[PROVIDED DATA]:
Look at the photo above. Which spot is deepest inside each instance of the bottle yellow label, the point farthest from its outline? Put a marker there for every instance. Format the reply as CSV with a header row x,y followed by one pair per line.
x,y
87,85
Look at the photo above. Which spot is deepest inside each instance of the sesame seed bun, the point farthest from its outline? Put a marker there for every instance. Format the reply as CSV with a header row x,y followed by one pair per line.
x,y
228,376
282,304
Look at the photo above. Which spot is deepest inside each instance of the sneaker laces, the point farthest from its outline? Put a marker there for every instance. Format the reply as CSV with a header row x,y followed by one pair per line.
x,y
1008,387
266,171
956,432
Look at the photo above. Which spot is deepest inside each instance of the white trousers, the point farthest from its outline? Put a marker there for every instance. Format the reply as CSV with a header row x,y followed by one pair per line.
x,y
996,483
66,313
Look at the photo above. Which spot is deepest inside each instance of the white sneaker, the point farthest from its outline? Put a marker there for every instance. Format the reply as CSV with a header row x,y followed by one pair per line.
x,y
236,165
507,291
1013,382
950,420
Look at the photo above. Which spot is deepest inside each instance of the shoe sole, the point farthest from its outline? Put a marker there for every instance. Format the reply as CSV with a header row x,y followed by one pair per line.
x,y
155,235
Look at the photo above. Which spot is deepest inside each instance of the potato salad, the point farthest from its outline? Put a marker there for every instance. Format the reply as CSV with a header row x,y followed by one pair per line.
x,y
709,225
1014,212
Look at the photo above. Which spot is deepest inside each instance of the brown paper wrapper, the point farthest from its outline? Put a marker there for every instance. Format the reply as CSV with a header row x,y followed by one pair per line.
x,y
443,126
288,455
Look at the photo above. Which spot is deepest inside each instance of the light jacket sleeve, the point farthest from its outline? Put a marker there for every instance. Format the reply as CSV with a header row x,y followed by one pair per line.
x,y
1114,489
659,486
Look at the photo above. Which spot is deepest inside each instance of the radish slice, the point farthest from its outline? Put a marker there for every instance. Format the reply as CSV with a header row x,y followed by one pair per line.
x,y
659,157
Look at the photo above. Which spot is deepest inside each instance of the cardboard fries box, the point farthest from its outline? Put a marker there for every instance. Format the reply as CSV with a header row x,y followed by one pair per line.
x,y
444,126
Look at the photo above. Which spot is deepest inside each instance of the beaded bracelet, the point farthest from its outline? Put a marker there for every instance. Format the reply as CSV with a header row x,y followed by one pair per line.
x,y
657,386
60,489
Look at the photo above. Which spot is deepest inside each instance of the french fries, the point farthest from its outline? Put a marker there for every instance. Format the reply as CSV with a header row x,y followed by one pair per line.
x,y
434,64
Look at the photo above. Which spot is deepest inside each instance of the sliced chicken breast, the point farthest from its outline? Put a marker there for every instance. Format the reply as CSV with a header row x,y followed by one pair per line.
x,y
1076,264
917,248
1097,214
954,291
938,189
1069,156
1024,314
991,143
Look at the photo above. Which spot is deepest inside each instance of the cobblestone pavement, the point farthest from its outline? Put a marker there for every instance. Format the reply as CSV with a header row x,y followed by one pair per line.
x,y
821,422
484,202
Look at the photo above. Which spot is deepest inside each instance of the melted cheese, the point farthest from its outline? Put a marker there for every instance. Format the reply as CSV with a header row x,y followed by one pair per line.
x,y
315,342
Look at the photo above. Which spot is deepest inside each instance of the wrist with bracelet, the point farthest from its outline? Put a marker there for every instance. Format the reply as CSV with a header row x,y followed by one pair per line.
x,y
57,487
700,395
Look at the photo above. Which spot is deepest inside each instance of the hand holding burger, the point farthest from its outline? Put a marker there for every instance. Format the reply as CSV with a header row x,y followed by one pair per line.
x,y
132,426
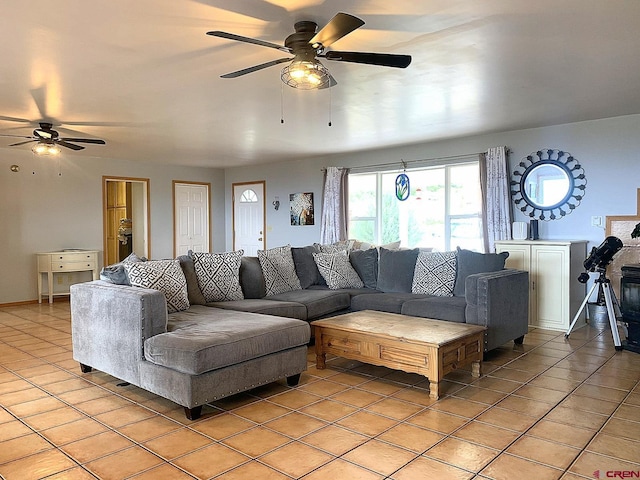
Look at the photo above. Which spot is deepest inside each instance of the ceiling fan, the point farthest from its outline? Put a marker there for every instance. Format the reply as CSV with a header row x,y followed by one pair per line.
x,y
48,140
307,45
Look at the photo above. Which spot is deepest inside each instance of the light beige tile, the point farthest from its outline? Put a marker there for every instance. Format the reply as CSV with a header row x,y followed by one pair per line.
x,y
459,453
507,467
256,441
295,424
334,440
413,438
427,468
123,463
97,446
339,469
367,423
380,457
544,451
487,435
306,459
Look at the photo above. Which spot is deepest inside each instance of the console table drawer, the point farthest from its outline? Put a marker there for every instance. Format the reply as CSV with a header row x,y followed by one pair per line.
x,y
58,266
72,257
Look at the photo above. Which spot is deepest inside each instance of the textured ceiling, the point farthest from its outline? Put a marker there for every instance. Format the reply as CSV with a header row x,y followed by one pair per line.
x,y
145,77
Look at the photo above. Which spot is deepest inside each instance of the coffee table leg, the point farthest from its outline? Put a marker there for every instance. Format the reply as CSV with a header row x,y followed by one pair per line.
x,y
434,389
321,357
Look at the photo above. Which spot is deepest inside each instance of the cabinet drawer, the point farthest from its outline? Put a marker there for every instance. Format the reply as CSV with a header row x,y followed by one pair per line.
x,y
72,257
58,266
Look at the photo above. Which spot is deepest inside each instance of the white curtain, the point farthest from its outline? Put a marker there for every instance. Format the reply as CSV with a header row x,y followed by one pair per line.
x,y
334,206
496,197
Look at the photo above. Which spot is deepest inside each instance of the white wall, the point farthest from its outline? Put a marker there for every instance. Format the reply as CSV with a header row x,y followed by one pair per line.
x,y
50,205
608,150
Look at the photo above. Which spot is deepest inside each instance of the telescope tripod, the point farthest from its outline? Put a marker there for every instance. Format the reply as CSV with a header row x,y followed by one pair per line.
x,y
603,284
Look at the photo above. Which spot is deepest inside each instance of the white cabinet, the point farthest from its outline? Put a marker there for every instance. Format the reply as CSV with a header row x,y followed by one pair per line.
x,y
66,261
555,294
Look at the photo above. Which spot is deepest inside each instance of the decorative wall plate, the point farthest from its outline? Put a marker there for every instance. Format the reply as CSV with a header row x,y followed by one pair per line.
x,y
548,184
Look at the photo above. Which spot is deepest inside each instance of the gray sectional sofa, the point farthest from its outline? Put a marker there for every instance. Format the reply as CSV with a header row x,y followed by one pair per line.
x,y
183,346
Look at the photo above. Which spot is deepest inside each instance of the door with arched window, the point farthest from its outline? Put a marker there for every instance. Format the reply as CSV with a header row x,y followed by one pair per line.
x,y
249,217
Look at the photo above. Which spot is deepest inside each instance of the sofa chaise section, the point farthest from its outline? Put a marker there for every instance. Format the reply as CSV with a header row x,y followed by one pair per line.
x,y
191,357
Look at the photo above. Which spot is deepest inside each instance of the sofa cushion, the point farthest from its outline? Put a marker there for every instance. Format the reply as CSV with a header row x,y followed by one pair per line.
x,y
252,278
337,271
451,309
382,302
268,307
365,263
306,267
163,275
218,275
435,273
202,339
193,289
470,263
319,302
116,273
395,270
279,270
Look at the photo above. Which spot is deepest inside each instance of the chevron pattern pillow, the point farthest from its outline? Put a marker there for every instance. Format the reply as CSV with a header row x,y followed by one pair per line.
x,y
279,270
218,275
337,270
163,275
435,273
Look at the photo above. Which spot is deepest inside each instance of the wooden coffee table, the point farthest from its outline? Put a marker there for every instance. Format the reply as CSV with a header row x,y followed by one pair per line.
x,y
425,346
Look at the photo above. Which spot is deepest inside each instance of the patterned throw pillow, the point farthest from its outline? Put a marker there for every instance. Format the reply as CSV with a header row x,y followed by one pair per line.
x,y
218,275
435,273
279,270
337,271
163,275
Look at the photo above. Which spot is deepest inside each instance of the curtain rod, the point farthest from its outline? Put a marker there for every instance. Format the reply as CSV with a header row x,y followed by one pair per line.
x,y
405,163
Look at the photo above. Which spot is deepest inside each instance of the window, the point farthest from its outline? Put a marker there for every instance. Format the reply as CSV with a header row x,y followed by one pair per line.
x,y
443,210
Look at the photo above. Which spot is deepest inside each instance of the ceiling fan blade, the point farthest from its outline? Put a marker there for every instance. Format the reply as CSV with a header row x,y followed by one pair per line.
x,y
22,143
239,38
332,83
339,26
382,59
15,136
14,119
69,145
255,68
83,140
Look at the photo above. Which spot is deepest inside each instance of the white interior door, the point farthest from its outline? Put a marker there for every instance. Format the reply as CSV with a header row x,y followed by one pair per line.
x,y
248,218
191,217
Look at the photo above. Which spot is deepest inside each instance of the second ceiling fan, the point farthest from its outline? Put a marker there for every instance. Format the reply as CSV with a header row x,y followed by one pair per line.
x,y
307,45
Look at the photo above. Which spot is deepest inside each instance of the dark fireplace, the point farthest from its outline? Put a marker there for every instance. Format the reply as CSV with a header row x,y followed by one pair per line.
x,y
630,305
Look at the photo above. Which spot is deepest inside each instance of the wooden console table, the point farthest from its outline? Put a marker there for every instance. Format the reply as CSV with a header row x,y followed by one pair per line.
x,y
66,261
428,347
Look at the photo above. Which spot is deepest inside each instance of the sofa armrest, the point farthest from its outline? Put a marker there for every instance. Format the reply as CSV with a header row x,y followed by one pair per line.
x,y
109,324
500,301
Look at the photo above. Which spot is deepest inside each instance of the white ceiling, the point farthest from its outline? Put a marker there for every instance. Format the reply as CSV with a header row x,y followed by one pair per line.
x,y
145,77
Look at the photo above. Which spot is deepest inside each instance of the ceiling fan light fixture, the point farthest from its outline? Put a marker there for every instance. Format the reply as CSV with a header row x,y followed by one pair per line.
x,y
45,148
306,75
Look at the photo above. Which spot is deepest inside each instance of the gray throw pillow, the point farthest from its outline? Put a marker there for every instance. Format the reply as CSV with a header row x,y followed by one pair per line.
x,y
219,275
365,263
470,263
279,270
395,270
337,271
306,267
435,274
163,275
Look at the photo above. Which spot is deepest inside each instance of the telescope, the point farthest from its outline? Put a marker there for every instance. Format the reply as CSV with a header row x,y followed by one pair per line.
x,y
600,257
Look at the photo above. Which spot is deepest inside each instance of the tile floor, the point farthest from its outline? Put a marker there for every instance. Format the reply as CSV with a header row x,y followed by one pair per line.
x,y
549,409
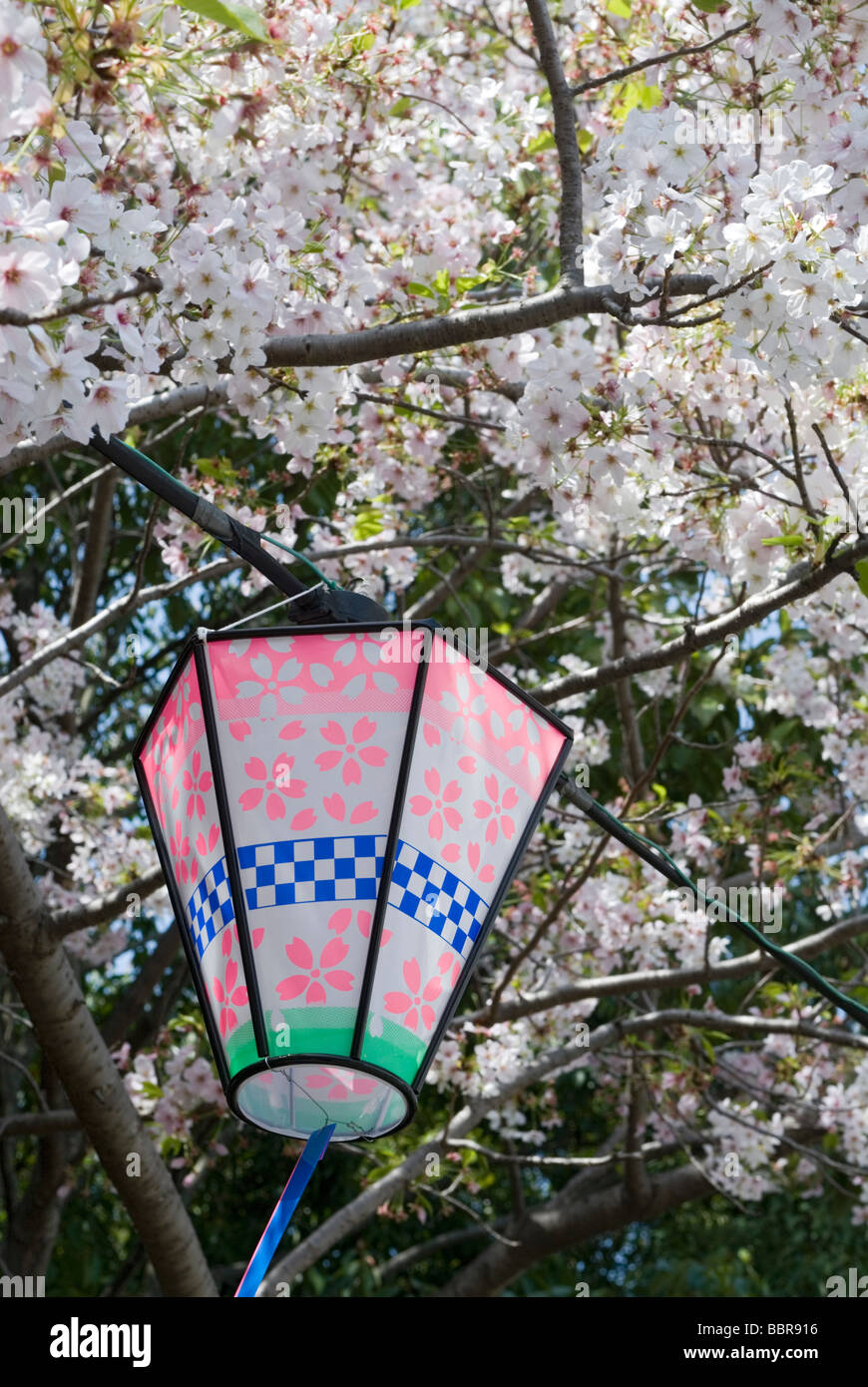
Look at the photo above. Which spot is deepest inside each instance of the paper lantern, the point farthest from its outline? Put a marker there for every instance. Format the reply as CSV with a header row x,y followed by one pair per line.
x,y
338,811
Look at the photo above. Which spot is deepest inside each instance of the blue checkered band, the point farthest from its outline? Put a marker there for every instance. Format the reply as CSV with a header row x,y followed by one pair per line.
x,y
436,898
312,868
210,907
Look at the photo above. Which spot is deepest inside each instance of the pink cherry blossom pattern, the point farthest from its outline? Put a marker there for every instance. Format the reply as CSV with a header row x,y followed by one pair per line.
x,y
474,854
440,806
494,807
413,1006
229,996
179,846
336,807
198,784
342,918
306,981
207,845
352,750
447,963
280,782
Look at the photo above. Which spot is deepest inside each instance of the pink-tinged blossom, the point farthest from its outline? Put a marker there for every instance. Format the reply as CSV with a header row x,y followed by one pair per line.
x,y
27,281
306,982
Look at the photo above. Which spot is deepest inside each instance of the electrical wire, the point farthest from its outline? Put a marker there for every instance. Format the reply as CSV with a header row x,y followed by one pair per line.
x,y
661,861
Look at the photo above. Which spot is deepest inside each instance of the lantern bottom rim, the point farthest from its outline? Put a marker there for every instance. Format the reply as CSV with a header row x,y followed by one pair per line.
x,y
298,1095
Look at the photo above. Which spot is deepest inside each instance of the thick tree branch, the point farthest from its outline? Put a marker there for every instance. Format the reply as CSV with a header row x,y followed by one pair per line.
x,y
104,907
363,1206
114,612
657,60
72,1045
566,142
654,980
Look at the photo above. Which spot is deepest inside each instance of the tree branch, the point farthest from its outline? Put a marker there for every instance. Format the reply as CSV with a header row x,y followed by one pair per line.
x,y
68,1035
566,142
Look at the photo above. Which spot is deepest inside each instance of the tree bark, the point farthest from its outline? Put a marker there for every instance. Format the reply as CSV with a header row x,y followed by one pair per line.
x,y
72,1045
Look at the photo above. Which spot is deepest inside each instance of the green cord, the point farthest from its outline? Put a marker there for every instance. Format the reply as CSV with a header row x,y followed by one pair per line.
x,y
277,543
790,961
304,559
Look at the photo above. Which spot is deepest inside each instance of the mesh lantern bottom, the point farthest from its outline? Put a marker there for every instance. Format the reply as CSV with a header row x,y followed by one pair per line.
x,y
338,813
302,1094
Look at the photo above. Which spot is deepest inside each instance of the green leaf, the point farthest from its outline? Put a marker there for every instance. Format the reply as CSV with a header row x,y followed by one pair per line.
x,y
367,525
230,17
466,281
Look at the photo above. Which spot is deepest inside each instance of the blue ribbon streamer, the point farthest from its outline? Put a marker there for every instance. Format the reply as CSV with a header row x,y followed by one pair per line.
x,y
284,1208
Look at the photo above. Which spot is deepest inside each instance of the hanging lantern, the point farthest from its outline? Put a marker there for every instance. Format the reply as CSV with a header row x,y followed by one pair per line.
x,y
338,811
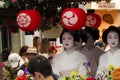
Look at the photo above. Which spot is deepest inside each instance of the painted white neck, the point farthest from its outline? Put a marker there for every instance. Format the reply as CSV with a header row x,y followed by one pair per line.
x,y
70,50
114,49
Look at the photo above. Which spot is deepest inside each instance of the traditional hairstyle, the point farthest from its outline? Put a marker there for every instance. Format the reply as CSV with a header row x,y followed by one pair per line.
x,y
94,32
40,64
74,33
105,33
23,49
5,53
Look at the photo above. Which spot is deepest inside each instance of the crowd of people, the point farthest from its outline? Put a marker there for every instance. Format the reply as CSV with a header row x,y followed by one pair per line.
x,y
81,53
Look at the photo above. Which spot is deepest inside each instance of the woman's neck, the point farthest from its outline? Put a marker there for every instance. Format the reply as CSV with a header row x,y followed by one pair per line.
x,y
114,49
70,50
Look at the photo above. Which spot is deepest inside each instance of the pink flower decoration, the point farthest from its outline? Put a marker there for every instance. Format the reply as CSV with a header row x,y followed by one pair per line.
x,y
2,64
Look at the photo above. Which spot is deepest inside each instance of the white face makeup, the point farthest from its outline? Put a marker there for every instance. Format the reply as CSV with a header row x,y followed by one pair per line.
x,y
67,40
113,39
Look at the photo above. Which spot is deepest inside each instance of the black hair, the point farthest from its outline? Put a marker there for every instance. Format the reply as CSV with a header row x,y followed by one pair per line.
x,y
40,64
74,33
5,53
105,33
94,32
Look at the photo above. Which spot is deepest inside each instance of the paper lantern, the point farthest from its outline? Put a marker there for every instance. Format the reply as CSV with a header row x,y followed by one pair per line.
x,y
93,20
73,18
28,20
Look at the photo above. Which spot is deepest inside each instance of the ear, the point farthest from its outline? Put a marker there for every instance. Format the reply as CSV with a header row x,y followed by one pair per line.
x,y
38,76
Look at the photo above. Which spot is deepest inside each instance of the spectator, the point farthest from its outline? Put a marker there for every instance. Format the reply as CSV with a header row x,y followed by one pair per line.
x,y
40,68
70,59
92,51
111,37
37,43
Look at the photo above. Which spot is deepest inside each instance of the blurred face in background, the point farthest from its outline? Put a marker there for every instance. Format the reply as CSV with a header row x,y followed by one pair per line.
x,y
67,40
90,40
113,39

[WHAT YOU ARE ASKED TO DO]:
Every line from the one containing "the ear, the" through the last line must be copied exactly; leave out the rest.

[EXERCISE ANSWER]:
Look at the photo above. Which spot is deepest inside each instance of the ear, the point farthest from its outline? Put a marker there for every instance. Format the reply as CSV with a header row x,y followed by one pair per line.
x,y
38,76
Look at the photo above. Which spot is deepest inside each instance of the spectator, the point farthest from its outline? Put a marker there for every instance. Format the reply as CSV with a header row x,y followed by one pair per line.
x,y
40,68
70,59
92,51
111,37
37,43
Look at the photo above. Which spot is deepest inside each instance of the blurred face in background, the point farthest from its outline? Put a marker there for every instance. Format the reply as CSV with a header row x,y followed by one pair per line.
x,y
67,40
90,40
113,39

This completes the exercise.